### TEXT EXCERPT
----

Movie Review: An Actor finds the Meaning of His Calling working as “Rental Family”

Just when you think Japanese culture could not seem more strange and exotic, along comes another movie reminder that the “problems” have a different gravitas over there, and the solutions to them can be downright ingenius.

Little shrines decorate the land of “eight million gods.” You hear the care with which Kobe beef is raised and about the little wraps they put on apples to ensure they reach full size on the tree and marvel over the ways an entire civilization has been built around the pursuit of serenity, “balance” and tiny dollops of perfection, perfection which can include Hello Kitty, manga and a perpetual pursuit of “cute.”

I thought I’d sampled the culture at its most serene and oddly empathetic with the Oscar winning “Departures,” a delicate character study that takes a deep dive into the traditions, mores and taboos of the Japanese way of death as seen through their funerary practices.

But it turns out you can rent mourners if you’re worried yours or a loved one’s final rites will be sparsely attended. And that’s not the only thing that falls under the purview of “rental families.” You can rent a friend or celebrants for your wedding.

“Rental Family” is an almost miraculously sensitive movie about the limits of such “services” in a culture where decorum, saving face, protecting feelings, apologies and shame are appreciated for their real value. And it’s about acting and the core of that “calling,” making connections with strangers while playing a part that entertains, flatters or fulfills them on some level.

It stars Brendan Fraser as a bottom-rung thespian, seven years in Japan, still living job-to-job playing brand mascots, extras, and the “token American” in this commercial or that TV episode or movie. When his unseen agent books him for a gig that requires “a black suit,” he changes clothes — no questions asked.

But when he shows up, even though he’s been warned it’s not a conventional “acting” job, he’s rattled by his sudden immersion in not just a funeral, where paid mourners aren’t unheard of. It’s a fake funeral, some oddball’s weird idea about getting a taste of what friends and family really think of him before he’s dead and gone.

Phillip was a late arrival and a garish Gaijin stand-out in the crowd, but a gig’s a gig, right?

And that’s just a playful introduction to this whole serious world of playing a rented friend for a lonely gamer, an American reporter interviewing an aged actor who thinks the world’s forgotten him or an absentee parent who retains him to convince a child her dad’s returned and will sit for the parents’ interview at an exclusive school that frowns upon admitting the children of single moms.

“We sell emotions” is the pitch the actor/owner of the agency, Tada (Takehiro Hira of “Gran Turismo,” the last “Captain America” movie and TV’s “Shogun”) gives him. “We play roles in client’s lives.”

----

### MATERIAL SHOWN
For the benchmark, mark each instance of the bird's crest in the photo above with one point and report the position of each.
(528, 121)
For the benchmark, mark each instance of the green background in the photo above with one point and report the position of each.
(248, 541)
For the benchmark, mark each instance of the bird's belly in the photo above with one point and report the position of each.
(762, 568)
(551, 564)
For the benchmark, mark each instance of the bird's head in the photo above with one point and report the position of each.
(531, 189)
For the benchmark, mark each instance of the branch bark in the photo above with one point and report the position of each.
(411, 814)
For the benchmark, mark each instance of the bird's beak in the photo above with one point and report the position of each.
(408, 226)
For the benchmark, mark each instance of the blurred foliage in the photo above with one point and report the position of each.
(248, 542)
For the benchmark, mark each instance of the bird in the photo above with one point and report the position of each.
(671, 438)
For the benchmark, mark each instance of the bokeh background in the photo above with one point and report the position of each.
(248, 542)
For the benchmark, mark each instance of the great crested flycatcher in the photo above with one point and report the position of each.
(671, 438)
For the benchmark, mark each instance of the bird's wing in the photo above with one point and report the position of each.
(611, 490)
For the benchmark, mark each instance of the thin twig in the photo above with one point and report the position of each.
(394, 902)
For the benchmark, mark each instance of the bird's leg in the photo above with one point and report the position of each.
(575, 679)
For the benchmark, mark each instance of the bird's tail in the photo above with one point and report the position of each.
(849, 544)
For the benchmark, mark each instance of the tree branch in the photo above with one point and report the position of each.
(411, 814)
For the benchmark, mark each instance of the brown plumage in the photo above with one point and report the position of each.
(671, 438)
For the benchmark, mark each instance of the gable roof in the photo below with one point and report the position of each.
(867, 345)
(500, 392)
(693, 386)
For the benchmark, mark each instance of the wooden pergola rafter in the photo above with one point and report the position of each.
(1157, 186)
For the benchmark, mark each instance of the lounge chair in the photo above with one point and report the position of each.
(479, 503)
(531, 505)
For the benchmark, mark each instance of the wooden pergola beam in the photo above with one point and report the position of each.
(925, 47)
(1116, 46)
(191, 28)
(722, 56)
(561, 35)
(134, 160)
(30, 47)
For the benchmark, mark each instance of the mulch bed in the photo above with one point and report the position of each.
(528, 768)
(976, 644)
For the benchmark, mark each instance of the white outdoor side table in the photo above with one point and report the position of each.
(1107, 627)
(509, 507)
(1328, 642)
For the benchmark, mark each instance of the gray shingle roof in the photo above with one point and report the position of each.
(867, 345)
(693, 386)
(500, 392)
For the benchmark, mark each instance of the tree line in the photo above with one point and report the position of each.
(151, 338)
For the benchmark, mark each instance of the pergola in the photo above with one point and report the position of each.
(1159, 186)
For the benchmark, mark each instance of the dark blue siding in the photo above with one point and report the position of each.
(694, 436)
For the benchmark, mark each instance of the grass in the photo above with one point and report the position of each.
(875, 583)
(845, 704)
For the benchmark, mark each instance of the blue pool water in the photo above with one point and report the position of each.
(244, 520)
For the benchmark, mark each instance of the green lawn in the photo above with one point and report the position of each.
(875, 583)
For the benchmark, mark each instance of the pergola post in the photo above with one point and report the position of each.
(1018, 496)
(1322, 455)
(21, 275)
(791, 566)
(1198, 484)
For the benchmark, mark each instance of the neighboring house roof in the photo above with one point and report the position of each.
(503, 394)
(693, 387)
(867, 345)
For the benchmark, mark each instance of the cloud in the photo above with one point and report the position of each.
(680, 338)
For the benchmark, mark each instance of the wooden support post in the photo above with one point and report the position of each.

----

Please say whether each statement agrees with the movie review, answering yes or no and quoting the words of the review that decide it. (a) Brendan Fraser's character has lived in Japan for seven years. (b) The funeral Phillip attends on his first gig is a real one. (c) The reviewer describes "Departures" as an Oscar winner. Rely on the movie review alone.

### REPLY
(a) Yes: "seven years in Japan"
(b) No: "It’s a fake funeral"
(c) Yes: "the Oscar winning “Departures,”"